Description of the task => Output, word for word, every line from the line with "shaped like [424,268]." through the final line of the data below.
## Start Exercise materials
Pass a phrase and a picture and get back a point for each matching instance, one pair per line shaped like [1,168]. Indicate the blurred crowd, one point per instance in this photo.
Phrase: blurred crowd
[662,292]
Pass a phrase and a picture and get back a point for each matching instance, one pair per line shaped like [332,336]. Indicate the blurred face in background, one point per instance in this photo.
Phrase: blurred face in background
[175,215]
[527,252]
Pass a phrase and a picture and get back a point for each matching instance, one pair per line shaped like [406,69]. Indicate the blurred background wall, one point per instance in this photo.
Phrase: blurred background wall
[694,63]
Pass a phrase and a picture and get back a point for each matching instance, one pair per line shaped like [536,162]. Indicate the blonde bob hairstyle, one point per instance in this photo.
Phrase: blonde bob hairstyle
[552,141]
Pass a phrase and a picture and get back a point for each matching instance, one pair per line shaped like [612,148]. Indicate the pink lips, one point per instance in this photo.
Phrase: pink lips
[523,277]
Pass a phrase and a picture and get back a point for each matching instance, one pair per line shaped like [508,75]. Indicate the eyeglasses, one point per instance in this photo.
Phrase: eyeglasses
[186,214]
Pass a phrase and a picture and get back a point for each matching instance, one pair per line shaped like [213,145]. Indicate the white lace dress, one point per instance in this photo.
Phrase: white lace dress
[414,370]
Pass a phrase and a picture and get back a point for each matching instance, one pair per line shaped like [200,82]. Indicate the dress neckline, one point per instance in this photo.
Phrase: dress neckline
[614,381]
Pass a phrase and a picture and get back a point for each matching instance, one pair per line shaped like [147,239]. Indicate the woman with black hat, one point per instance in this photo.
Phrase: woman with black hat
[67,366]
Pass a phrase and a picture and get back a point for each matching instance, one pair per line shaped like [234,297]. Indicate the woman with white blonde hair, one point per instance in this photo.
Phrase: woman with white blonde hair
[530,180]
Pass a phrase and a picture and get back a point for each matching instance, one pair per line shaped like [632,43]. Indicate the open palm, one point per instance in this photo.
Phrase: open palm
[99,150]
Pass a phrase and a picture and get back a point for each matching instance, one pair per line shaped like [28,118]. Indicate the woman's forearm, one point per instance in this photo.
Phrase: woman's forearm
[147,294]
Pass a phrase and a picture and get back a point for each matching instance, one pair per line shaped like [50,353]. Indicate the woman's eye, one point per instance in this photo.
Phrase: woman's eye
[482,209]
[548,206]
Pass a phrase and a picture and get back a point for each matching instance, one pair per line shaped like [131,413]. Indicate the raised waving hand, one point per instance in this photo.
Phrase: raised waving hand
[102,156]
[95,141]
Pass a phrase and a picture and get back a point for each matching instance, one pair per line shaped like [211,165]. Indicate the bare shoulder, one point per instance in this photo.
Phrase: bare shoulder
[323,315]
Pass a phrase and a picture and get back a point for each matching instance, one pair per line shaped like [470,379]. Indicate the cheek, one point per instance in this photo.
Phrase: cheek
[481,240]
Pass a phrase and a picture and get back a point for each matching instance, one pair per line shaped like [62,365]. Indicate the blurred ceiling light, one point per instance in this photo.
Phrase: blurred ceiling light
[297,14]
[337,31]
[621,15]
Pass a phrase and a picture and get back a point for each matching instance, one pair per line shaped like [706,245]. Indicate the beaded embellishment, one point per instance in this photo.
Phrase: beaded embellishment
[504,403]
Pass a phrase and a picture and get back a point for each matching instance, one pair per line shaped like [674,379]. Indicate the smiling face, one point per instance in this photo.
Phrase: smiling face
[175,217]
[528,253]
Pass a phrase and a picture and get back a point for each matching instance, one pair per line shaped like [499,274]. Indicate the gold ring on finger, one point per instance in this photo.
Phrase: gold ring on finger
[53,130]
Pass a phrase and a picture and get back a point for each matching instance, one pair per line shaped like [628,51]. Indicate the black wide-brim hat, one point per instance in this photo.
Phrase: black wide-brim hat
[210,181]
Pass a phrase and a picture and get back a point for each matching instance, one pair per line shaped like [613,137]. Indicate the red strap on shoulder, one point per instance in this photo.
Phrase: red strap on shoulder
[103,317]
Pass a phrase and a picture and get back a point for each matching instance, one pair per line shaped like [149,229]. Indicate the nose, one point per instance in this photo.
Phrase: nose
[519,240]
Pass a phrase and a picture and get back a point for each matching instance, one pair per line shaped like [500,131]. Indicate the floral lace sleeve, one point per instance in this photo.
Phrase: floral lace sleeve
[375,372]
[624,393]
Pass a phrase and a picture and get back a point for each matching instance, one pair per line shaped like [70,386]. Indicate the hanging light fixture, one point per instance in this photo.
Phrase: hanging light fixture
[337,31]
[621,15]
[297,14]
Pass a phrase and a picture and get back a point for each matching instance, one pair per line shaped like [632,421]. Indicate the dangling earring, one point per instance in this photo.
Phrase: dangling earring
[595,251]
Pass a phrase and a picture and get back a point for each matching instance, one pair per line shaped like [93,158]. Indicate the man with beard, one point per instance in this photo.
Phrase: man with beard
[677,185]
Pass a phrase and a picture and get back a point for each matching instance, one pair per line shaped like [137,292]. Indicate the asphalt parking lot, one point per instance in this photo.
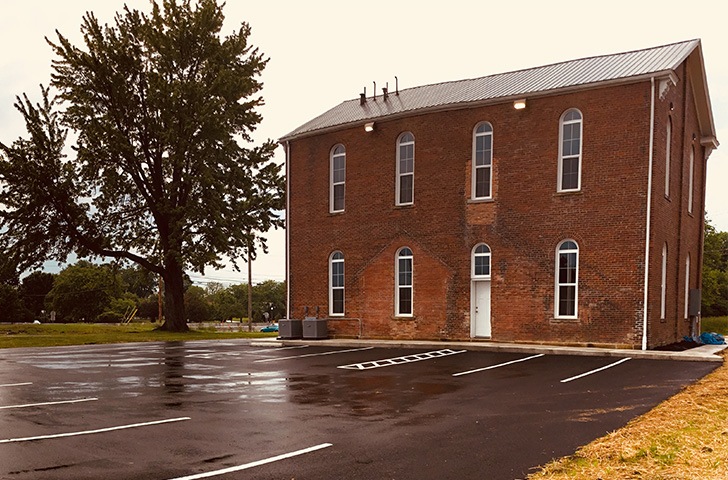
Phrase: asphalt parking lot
[231,410]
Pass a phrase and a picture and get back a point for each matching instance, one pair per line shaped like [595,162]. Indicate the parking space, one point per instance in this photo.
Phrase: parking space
[230,410]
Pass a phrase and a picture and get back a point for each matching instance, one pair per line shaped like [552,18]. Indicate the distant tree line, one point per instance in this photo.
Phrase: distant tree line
[109,293]
[715,272]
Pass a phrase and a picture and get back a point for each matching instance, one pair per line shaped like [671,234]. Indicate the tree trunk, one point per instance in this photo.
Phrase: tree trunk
[174,298]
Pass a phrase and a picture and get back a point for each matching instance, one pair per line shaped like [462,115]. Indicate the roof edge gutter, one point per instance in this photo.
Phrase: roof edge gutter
[667,74]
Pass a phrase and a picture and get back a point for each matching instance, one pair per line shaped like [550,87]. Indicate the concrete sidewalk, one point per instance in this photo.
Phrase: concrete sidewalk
[704,353]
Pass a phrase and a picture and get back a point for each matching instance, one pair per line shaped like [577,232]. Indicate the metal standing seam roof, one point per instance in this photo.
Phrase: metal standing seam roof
[569,74]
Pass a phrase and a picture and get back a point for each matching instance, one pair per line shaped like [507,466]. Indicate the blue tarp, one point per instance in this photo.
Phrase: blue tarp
[708,338]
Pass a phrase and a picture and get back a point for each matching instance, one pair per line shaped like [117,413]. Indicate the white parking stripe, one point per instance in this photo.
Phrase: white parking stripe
[89,432]
[334,352]
[499,365]
[62,402]
[254,464]
[388,362]
[596,370]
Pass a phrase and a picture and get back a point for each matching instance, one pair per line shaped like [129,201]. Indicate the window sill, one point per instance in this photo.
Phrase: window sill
[567,193]
[566,320]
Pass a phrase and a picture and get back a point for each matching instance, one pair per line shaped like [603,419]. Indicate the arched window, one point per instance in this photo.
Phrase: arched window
[405,169]
[482,161]
[668,154]
[338,179]
[567,276]
[336,284]
[691,179]
[663,284]
[403,280]
[570,133]
[481,262]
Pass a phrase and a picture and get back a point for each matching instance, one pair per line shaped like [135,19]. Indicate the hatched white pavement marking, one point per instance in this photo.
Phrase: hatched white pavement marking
[42,404]
[596,370]
[499,365]
[89,432]
[388,362]
[333,352]
[254,464]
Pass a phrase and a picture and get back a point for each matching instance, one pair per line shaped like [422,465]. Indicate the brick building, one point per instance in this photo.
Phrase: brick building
[560,204]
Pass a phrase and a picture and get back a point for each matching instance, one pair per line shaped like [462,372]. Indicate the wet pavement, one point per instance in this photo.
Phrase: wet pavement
[234,410]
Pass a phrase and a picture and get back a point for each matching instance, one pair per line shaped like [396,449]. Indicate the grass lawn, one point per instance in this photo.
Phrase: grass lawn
[685,437]
[48,335]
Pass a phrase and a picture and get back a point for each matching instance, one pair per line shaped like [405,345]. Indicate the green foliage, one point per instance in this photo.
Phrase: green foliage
[162,173]
[197,305]
[715,272]
[269,297]
[11,307]
[33,290]
[82,292]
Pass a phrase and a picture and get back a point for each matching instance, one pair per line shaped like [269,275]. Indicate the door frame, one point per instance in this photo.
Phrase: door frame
[473,298]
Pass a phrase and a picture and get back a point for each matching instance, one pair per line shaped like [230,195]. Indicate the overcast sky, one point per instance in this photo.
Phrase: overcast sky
[324,52]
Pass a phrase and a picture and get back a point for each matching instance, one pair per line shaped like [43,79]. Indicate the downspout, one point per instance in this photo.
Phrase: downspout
[288,230]
[648,219]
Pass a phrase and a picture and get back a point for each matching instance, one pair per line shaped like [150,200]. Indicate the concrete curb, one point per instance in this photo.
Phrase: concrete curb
[704,353]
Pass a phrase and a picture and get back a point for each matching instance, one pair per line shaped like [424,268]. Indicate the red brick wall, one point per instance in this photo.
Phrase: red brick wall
[522,225]
[672,224]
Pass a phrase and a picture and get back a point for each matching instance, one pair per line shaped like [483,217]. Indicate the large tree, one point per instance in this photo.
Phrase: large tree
[163,172]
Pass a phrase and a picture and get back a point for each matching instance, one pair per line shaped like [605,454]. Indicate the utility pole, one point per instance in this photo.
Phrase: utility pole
## End Exercise materials
Task solution =>
Pass a phrase and a picture and get back a point for each matching instance, one pair per line shaped like [424,268]. Indicate the red brick wall, one point per instance in this photo.
Phrase: red brick wall
[522,225]
[672,224]
Pass a phrase and a picture and get back a point for each matching instance, one pair per line shaped like [483,217]. Indicate the large tree, one point per instance in this photo.
Phrase: large tree
[163,172]
Pass a phrase and a picture and get back a point for each matching instance, one pair per line shaped like [605,454]. Indicate the utility pole, one point per instance in this photo.
Phrase: utility pole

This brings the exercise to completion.